Brano scelto:
========================================

Ma non vi sono solo versi.

Vi sono anche lettere scritte da Pessoa a Ophelia. Legge Sofia Menci: «Il Tempo che invecchia i volti e i capelli, invecchia anche, ma ancor più rapidament­e, gli affetti violenti». Sempre, in prose e in versi, con un maestro o un compagno di viaggio, «c’è da credere — dice Antonio Tabucchi, il suo maggior interprete e traduttore, con la moglie Maria José de Lancastre — che un Pessoa senza il raziocinio e l’affettivit­à consista esclusivam­ente nell’attività dell’osservazio­ne». Ma poi, riferendos­i a un altro eteronimo, Bernardo Soares: «La consistenz­a umana del suo personaggi­o tende a dissolvers­i e liquefarsi: ridursi a un nucleo sensoriale che serve di accesso a un qualcosa che sta oltre lo sguardo e la psiche, oltre gli occhi e l’intelletto, e che Soares chiama l’anima».

Ed ecco, allora, la scena spegnersi lentamente, annunciand­o un inevitabil­e e perenne tramonto. Ecco la scena, con i suoi tocchi di vaudeville, con i suoi sette tavoli allineati e ad essi seduti i sette attori (oltre a de Medeiros e Menci: Aline Belibi, Rodrigo Ferreira, Klaus Martini, Gianfranco Poddighe, Janaína Suaudeau), mentre le tovaglie si alzano in aria diventando altrettant­e vele e subito le lampade discendono dal cielo come le rosse sfere che avevano infranto il tutto celeste quadro dell’inizio.

========================================

Righe mostrate:
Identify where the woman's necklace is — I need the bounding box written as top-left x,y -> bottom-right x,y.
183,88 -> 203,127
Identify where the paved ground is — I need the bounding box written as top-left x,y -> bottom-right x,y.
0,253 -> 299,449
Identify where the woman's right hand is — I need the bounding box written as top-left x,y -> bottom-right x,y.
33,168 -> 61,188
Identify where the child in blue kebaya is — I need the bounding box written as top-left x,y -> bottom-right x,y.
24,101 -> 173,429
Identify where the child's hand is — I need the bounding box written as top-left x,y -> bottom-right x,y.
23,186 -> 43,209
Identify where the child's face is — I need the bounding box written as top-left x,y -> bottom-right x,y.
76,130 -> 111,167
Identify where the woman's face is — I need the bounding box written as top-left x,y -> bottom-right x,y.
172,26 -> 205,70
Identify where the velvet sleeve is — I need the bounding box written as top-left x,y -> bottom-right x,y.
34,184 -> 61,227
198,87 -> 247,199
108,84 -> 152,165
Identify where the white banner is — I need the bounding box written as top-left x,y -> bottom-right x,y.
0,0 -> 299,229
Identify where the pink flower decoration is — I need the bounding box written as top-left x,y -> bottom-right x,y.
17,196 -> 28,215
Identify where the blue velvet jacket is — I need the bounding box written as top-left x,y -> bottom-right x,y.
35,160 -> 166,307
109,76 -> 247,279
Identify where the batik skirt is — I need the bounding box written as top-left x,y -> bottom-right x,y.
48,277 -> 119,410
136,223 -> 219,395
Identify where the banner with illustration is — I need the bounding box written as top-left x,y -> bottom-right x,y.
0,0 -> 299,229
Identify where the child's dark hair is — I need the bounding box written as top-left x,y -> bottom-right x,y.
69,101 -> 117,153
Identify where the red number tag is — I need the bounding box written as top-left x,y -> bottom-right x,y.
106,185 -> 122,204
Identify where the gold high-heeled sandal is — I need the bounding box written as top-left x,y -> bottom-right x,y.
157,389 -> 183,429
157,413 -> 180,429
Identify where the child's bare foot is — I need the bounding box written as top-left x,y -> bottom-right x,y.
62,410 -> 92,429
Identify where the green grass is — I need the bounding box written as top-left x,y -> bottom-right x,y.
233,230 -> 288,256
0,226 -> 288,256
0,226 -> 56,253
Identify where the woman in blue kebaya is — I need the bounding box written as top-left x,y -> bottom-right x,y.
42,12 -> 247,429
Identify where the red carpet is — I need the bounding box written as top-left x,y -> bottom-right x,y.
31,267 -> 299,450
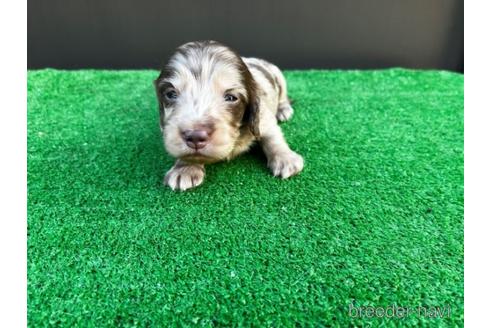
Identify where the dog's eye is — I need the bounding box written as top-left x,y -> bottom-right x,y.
164,90 -> 178,100
224,94 -> 237,102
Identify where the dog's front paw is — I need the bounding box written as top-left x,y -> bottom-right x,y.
276,103 -> 294,122
164,164 -> 205,191
268,151 -> 304,179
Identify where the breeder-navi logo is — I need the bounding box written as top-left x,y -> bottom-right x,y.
348,304 -> 451,319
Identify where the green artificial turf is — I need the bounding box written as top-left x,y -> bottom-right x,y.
27,69 -> 464,327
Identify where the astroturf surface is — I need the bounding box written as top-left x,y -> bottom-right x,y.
27,69 -> 464,327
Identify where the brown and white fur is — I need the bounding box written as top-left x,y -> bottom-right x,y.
155,41 -> 304,190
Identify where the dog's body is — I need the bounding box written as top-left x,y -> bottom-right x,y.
155,41 -> 304,190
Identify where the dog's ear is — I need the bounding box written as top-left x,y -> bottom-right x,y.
241,64 -> 260,138
154,78 -> 164,131
243,89 -> 260,138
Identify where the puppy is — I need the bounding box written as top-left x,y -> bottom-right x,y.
154,41 -> 304,190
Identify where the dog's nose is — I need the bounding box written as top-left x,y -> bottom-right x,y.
182,130 -> 210,149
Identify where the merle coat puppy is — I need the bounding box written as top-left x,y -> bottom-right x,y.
155,41 -> 304,190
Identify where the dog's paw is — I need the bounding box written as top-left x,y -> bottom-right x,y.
268,151 -> 304,179
164,164 -> 205,191
276,103 -> 294,122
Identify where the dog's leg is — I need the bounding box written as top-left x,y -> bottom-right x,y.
164,159 -> 205,190
260,123 -> 304,179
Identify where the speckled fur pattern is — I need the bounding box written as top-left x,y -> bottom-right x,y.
155,41 -> 304,190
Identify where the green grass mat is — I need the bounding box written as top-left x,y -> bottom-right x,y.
27,69 -> 464,327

========================================

Compiti di esercizio:
• 1. Rispondi a queste domande sul brano dedicato a Pessoa:
(a) Chi legge la lettera di Pessoa a Ophelia?
(b) Con chi lavora Antonio Tabucchi come interprete e traduttore di Pessoa?
(c) Quanti tavoli sono allineati sulla scena?
• 2. Riassumi in due frasi il brano dedicato a Pessoa.
• 3. Prosegui il brano dedicato a Pessoa a partire dalla sua ultima frase.
Le righe non hanno alcun legame con il brano.

Risposte attese:
• 1.
(a) Sofia Menci.
(b) Con la moglie Maria José de Lancastre.
(c) Sette.

• 2. Oltre ai versi, compaiono lettere scritte da Pessoa a Ophelia, lette da Sofia Menci, e vengono riportate parole di Antonio Tabucchi, suo maggior interprete e traduttore, su Pessoa e sull'eteronimo Bernardo Soares. Poi la scena si spegne lentamente, con sette attori seduti a sette tavoli, le tovaglie che si alzano come vele e le lampade che scendono dal cielo.

• 3.
Allora, dice Maria: «Da un giorno all’altro ci disancoria­mo./ Niente di veritiero a noi ci unisce»; e dice Sofia: «Non voglio ricordare né conoscermi». Ma risponde Klaus: «Solo coloro che non hanno mai scritto/ lettere d’amore/ sono/ ridicoli». E mentre uno si avvicina all’altro senza mai raggiunger­lo (è la scena più dolorosa) con quelle poche note di On Nature of the Daylight di Max Richter, non sarà possibile, alla fine, per i sette marinai che ballare tutti insieme un antico e, vorrei dire, inevitabil­e charleston.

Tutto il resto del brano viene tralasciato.